- **Source text**:
☆ ☆ ☆ ☆ ☆

Graphs like the ones below scare me. I can’t see how one can spin this as anything other than a disaster in the making. https://www.nytimes.com/interactive/2020/us/coronavirus-us-cases.html
People often complain that I’m looking at cases instead of some other metric: hospitalizations, deaths, contestants on the Bachelor who test antibody positive, whatever.
“Positive cases are determined by testing.”
“You can’t compare April to June.”
“Deaths are what matter.”
I look at cases for two primary reasons.
They are a leading indicator. Deaths lag cases by 2-3 weeks, at which point it’s too late.
Cases are the causal drivers of new cases. Cases now are the best predictor of cases in a week.
It’s true that changes in testing make it difficult to directly compare case numbers between early April and late June.
But that’s not what I’m interested in. I don’t all that much care whether we’re above the peak of the initial spike. What I care about is where we are going.
So what I want to do is compare cases in Florida today with cases in Florida a week ago. Barring extraordinary circumstances, testing doesn’t ramp up exponentially the way that cases have. On the timescale of a week, testing changes are usually a wash.

☆ ☆ ☆ ☆ ☆

- **Collected material**:
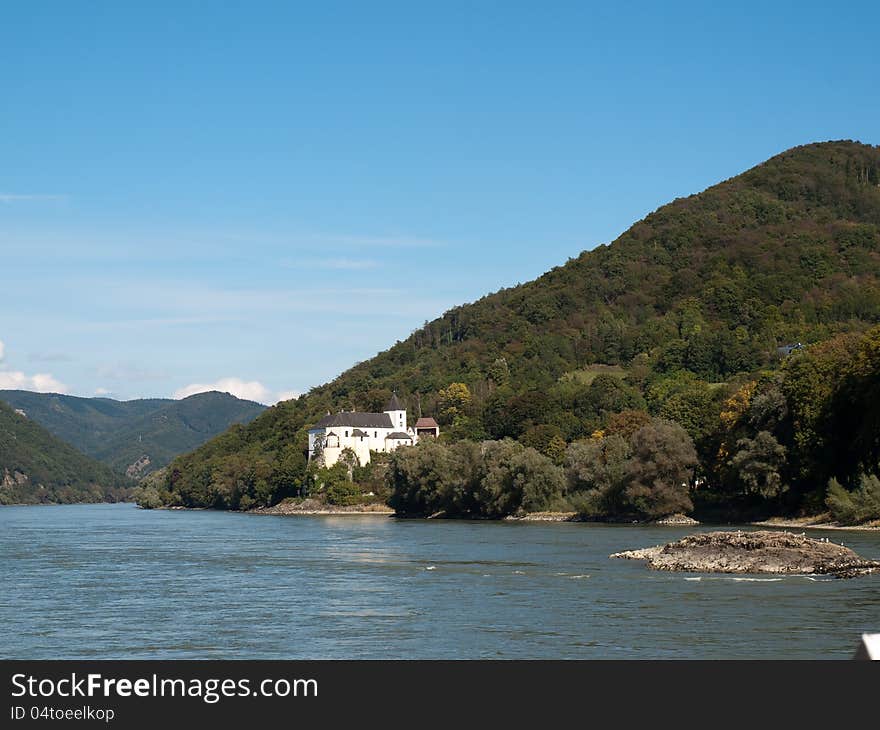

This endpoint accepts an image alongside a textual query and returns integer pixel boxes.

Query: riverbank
[609,530,880,578]
[248,499,394,517]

☆ ☆ ☆ ☆ ☆

- **Tasks for this exercise**:
1: According to the coronavirus cases post, how long do deaths lag behind cases?
2: Turn the paragraph of the coronavirus cases post that begins "So what I want to do" into a short list that keeps its main facts.
3: Please carry on the coronavirus cases post from the point where it stops.
The listing has no connection to the coronavirus cases post.

- **Response list**:
1: Deaths lag cases by 2-3 weeks.

2:
- The aim is to compare Florida's cases today with its cases a week ago.
- Barring extraordinary circumstances, testing doesn't ramp up exponentially the way cases have.
- Over a week, testing changes usually cancel out.

3:
“What about deaths? Why shouldn’t we care about these at least as much as cases? Deaths are not increasing in Florida.”
Not yet, that’s true.
But deaths are a severely lagging indicator or at least three reasons.
It takes 2-3 weeks to progress from infection to death.
It often takes a week or more for deaths to be registered.
If the leading edge of a spike is driven by younger people, you need one or more rounds of transmission to reach a vulnerable population. But you will.
So the trajectory of deaths tells me about how who was infected a month ago was changing, a month ago.
I want to know how who is infected now is changing now, and what that bodes for the future.